-------- LISTED ENTRIES --------

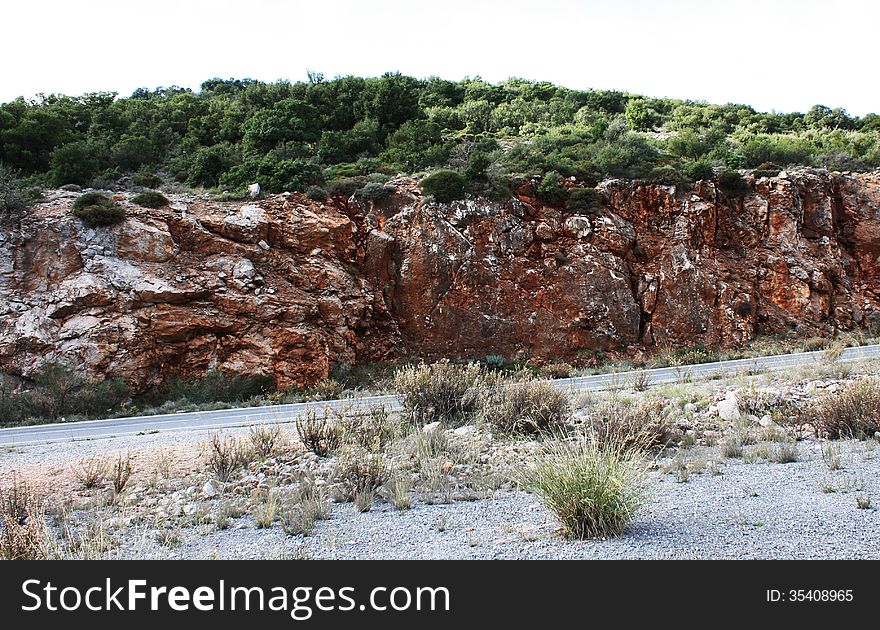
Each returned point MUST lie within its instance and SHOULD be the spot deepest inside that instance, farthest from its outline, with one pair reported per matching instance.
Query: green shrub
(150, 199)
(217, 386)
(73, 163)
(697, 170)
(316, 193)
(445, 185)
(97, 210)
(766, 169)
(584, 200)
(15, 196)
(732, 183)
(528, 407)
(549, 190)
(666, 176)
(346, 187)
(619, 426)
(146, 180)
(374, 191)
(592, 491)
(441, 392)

--------
-------- LISTED ENTRIES --------

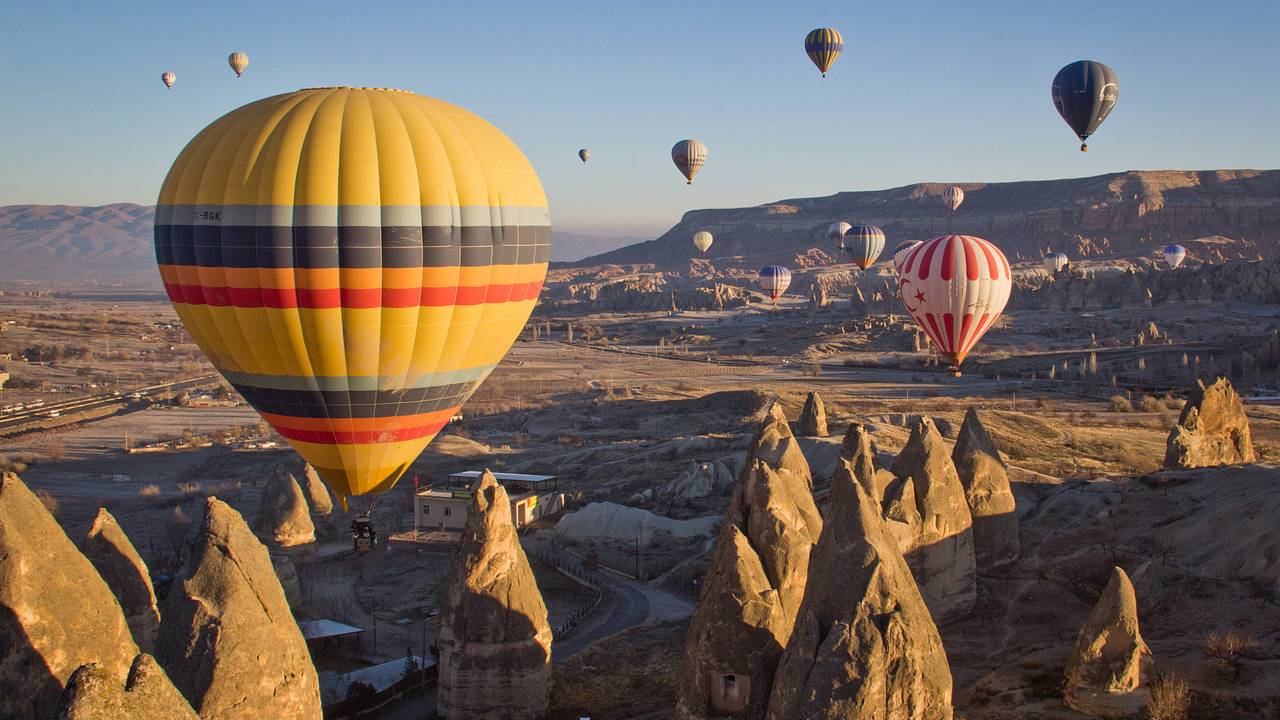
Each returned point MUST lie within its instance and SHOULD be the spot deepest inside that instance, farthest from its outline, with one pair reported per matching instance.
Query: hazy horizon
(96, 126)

--------
-------- LISTED ENTRIES --------

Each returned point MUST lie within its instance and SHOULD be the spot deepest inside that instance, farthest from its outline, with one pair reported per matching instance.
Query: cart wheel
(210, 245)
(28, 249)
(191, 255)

--------

WORK TO DO: Return each line of the data above that contains the word "Query".

RESPONSE TO THIS EXERCISE:
Query: green shrub
Query: hazy horizon
Query: cart wheel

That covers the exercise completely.